Stored data entries
------------------------------------------------
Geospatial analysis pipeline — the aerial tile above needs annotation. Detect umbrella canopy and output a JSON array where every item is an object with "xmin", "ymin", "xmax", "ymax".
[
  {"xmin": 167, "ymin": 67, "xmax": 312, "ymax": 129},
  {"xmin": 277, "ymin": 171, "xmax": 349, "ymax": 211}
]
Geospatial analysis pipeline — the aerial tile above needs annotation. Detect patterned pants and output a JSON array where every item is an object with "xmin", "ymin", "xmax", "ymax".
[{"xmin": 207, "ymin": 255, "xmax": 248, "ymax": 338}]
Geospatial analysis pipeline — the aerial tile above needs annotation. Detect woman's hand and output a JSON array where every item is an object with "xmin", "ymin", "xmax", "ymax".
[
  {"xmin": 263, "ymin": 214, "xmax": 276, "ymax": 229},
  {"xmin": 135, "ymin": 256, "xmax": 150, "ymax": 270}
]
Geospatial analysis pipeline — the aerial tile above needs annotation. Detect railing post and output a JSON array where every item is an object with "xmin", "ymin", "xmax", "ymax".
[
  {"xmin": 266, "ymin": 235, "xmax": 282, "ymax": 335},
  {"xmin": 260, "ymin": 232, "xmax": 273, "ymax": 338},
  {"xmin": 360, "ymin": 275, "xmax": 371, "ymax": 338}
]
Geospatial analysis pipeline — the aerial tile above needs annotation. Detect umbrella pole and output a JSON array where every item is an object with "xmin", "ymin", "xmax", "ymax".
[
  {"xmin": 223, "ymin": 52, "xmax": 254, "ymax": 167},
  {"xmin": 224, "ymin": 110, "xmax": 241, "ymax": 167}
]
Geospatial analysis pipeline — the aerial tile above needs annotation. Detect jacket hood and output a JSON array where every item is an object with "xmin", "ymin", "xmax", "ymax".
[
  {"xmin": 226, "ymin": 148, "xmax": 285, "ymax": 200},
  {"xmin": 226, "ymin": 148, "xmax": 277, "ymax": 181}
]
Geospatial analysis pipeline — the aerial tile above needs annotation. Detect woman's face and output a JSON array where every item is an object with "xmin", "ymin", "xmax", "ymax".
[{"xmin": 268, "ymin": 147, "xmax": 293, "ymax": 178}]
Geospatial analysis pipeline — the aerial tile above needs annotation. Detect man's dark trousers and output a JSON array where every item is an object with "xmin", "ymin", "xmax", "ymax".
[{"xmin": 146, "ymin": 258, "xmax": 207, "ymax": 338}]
------------------------------------------------
### ACTIVITY:
For each entry above, please make an exact copy.

### FINISHED TASK:
Geospatial analysis pipeline — the aerial tile above needs annotation. Detect umbrella canopy and output a JSON array where every item is an object with "xmin", "ymin", "xmax", "ymax".
[
  {"xmin": 167, "ymin": 67, "xmax": 312, "ymax": 129},
  {"xmin": 277, "ymin": 171, "xmax": 349, "ymax": 211}
]
Geospatial analysis pipeline — the aerial tile above needs annotation. Detect patterned pants and output a JSON array where every item is an object with "xmin", "ymin", "xmax", "ymax".
[{"xmin": 207, "ymin": 255, "xmax": 248, "ymax": 338}]
Geospatial analysis pipeline — the aerial tile above needs annotation. Detect woman's hand and output a JSON array where every item is an object with "xmin", "ymin", "xmax", "ymax".
[
  {"xmin": 263, "ymin": 214, "xmax": 276, "ymax": 229},
  {"xmin": 135, "ymin": 256, "xmax": 150, "ymax": 270}
]
Geospatial analysis pipeline — the aerial tile above needs annotation. Detect railing post and output a JSON array where every item is an object with "xmin", "ymin", "xmax", "ymax".
[
  {"xmin": 266, "ymin": 235, "xmax": 282, "ymax": 335},
  {"xmin": 260, "ymin": 232, "xmax": 273, "ymax": 338},
  {"xmin": 360, "ymin": 275, "xmax": 371, "ymax": 338}
]
Geospatial analysis pipeline — the aerial tile above needs annotation. Detect umbrella pole and output a JSON array where every item is an object with "xmin", "ymin", "xmax", "ymax".
[
  {"xmin": 223, "ymin": 52, "xmax": 254, "ymax": 167},
  {"xmin": 224, "ymin": 110, "xmax": 241, "ymax": 167}
]
Geospatial analysis pipeline — the aerial tile above needs annotation. Detect jacket hood and output a JSON array where every item is an object with "xmin", "ymin", "xmax", "ymax".
[
  {"xmin": 226, "ymin": 148, "xmax": 285, "ymax": 200},
  {"xmin": 226, "ymin": 148, "xmax": 277, "ymax": 181}
]
Geospatial analysis pipeline — the aerial tile above needs annotation. Detect woman's face and output a JSON array where every item is an object with "xmin", "ymin", "xmax", "ymax".
[{"xmin": 268, "ymin": 147, "xmax": 293, "ymax": 178}]
Geospatial analysis pipeline — the aerial tile above needs annotation. Detect man's dark trousers and output a JSON array where every item is an object with "xmin", "ymin", "xmax", "ymax".
[{"xmin": 146, "ymin": 258, "xmax": 207, "ymax": 338}]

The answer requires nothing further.